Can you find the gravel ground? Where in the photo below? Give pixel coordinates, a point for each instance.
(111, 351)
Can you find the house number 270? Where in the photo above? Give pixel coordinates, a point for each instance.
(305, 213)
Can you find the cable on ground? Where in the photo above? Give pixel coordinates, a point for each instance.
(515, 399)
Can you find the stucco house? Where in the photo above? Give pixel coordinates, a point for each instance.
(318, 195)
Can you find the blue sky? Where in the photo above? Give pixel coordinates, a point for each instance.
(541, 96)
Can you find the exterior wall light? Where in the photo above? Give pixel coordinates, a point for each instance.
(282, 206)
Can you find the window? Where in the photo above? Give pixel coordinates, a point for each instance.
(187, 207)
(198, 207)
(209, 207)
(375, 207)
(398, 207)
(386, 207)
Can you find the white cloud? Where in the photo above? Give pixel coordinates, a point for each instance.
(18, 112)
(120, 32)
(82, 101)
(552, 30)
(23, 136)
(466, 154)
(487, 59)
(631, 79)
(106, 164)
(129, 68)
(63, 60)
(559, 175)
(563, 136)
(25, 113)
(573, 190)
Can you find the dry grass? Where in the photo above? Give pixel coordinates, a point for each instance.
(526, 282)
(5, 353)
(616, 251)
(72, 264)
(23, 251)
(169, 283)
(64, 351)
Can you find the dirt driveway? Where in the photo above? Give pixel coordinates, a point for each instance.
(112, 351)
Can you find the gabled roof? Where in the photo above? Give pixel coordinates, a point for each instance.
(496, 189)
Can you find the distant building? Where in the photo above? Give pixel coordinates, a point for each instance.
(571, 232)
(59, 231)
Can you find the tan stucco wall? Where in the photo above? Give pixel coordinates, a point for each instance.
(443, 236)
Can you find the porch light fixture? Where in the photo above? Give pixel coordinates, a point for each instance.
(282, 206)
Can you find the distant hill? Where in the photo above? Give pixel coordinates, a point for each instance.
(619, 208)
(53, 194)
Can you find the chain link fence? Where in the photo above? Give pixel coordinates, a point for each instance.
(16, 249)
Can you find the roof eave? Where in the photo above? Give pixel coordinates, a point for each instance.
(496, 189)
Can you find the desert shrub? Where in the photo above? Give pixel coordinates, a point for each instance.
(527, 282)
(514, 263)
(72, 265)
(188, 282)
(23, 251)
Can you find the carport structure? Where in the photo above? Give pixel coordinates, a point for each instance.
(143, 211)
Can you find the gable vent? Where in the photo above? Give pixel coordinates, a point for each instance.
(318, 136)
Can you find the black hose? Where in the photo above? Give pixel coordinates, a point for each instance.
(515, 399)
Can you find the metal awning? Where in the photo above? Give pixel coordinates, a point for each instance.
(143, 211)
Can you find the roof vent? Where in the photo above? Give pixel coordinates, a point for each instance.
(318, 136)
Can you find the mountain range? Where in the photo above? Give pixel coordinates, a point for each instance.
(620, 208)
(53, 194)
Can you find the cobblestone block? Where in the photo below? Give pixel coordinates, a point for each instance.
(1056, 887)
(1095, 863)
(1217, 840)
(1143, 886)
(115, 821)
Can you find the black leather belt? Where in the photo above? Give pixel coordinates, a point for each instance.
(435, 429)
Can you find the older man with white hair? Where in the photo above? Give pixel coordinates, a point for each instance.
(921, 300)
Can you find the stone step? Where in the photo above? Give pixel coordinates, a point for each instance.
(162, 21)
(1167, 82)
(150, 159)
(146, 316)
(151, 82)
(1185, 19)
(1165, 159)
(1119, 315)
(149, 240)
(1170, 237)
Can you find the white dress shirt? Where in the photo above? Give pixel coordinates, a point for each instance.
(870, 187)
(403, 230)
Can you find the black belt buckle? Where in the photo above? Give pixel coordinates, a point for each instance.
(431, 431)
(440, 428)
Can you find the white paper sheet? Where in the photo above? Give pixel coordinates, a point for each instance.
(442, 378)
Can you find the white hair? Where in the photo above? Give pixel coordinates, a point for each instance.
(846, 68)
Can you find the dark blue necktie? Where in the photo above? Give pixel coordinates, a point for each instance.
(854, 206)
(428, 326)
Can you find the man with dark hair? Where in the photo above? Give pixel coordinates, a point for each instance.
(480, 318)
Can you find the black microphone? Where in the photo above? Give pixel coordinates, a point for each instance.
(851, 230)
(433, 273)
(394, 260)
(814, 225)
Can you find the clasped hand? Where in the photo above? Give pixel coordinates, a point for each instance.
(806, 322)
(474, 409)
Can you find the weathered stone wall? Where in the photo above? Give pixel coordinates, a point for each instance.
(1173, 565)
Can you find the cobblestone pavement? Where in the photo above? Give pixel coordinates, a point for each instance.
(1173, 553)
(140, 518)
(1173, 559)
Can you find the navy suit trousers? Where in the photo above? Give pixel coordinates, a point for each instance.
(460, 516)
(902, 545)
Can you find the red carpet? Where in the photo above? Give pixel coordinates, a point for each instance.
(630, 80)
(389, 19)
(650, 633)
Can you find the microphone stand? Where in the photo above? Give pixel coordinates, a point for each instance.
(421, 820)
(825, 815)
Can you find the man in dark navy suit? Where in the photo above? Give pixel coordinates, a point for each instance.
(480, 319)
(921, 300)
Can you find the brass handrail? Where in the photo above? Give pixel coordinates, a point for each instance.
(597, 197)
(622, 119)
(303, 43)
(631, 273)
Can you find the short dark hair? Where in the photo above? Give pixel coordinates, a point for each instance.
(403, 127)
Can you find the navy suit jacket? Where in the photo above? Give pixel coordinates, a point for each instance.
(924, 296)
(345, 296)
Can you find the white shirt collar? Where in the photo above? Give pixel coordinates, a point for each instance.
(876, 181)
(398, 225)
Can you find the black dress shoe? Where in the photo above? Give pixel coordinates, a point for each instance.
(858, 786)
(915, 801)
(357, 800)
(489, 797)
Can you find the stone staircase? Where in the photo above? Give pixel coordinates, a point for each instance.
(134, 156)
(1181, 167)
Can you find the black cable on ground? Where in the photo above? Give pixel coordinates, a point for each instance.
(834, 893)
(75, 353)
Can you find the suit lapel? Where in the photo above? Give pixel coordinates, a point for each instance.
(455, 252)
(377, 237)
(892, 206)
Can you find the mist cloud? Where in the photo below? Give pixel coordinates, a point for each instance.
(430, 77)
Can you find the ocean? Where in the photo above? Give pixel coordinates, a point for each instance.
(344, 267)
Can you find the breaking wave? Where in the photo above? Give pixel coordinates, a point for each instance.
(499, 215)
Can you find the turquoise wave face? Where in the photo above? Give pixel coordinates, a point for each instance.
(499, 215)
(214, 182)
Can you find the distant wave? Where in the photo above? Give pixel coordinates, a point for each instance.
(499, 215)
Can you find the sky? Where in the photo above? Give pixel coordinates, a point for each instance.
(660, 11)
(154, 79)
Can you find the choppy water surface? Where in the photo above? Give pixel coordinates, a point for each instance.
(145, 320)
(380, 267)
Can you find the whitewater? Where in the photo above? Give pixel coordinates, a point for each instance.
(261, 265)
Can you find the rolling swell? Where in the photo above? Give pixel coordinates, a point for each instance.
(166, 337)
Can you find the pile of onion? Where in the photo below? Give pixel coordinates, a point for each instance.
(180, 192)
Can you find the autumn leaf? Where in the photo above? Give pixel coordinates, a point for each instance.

▸ GOAL
Return the lines above verbatim, beginning with the line containing "Can you find the man with" and ending with the line containing "(1173, 559)", both included.

▸ EXERCISE ANSWER
Can you find the man with dark hair? Where in the photo above? Give pixel coordinates, a point for each instance.
(480, 318)
Can you find the black microphone? Where in the photo above? Give pixel coordinates, a point for each instance.
(851, 230)
(433, 273)
(394, 260)
(814, 225)
Can you find the clasped hand? Where in the photo above? Give pixel coordinates, a point for each instance.
(806, 322)
(474, 409)
Can you find the weathered stone wall? Where in the photo above? Give pixel coordinates, a point for each instance.
(1173, 565)
Can you find the cobblestone pavement? Where in the photo above? Give pixel coordinates, a point for each instance.
(1173, 553)
(140, 518)
(1173, 559)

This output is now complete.